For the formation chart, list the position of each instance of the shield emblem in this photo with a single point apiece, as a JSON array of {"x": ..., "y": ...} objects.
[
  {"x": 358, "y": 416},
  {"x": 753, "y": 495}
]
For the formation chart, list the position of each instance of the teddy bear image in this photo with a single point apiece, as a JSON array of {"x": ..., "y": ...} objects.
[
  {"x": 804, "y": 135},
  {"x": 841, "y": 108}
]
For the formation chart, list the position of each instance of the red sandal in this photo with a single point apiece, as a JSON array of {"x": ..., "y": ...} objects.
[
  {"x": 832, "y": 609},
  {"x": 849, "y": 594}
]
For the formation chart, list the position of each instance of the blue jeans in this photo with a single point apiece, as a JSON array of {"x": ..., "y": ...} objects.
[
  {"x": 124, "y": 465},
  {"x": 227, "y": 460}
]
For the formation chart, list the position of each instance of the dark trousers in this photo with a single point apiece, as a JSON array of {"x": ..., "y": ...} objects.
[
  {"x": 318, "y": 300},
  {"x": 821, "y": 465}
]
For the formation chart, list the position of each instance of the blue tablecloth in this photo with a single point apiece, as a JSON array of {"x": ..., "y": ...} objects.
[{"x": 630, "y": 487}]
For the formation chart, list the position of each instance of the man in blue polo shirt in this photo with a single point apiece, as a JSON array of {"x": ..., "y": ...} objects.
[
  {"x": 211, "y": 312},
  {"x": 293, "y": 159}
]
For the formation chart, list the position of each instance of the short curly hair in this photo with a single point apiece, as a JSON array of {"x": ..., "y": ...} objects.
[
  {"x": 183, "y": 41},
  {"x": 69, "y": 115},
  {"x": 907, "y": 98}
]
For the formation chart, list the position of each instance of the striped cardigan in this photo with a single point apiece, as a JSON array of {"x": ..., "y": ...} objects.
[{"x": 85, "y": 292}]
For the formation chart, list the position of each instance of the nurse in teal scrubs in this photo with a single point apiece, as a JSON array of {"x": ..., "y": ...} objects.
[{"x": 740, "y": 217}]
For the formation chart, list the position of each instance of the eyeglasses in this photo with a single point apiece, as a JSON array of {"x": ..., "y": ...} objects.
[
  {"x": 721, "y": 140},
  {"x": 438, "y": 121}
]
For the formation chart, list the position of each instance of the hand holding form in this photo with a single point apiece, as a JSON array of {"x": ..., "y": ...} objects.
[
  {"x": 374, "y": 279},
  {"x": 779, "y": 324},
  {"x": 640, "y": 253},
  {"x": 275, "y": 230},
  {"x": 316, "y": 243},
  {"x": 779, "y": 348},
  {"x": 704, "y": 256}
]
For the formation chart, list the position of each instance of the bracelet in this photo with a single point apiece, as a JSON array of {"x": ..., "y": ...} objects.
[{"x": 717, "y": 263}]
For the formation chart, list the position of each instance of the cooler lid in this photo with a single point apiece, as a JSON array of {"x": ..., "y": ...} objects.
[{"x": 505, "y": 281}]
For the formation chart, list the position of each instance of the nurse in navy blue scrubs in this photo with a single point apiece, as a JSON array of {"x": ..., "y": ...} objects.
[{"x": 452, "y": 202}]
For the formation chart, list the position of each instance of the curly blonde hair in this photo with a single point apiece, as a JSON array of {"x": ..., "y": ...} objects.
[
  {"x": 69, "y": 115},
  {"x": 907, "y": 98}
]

**Task goal:** Swap "blonde" for "golden" in the part of the entries that opens with the line containing "of the curly" and closes at the end of the entries. Write that part out again, changing nothing else.

**Output of the exercise:**
For the formation chart, list the position of each instance of the curly golden hair in this photo with a single point apiece, as a JSON array of {"x": ..., "y": ...} objects.
[
  {"x": 69, "y": 115},
  {"x": 907, "y": 98}
]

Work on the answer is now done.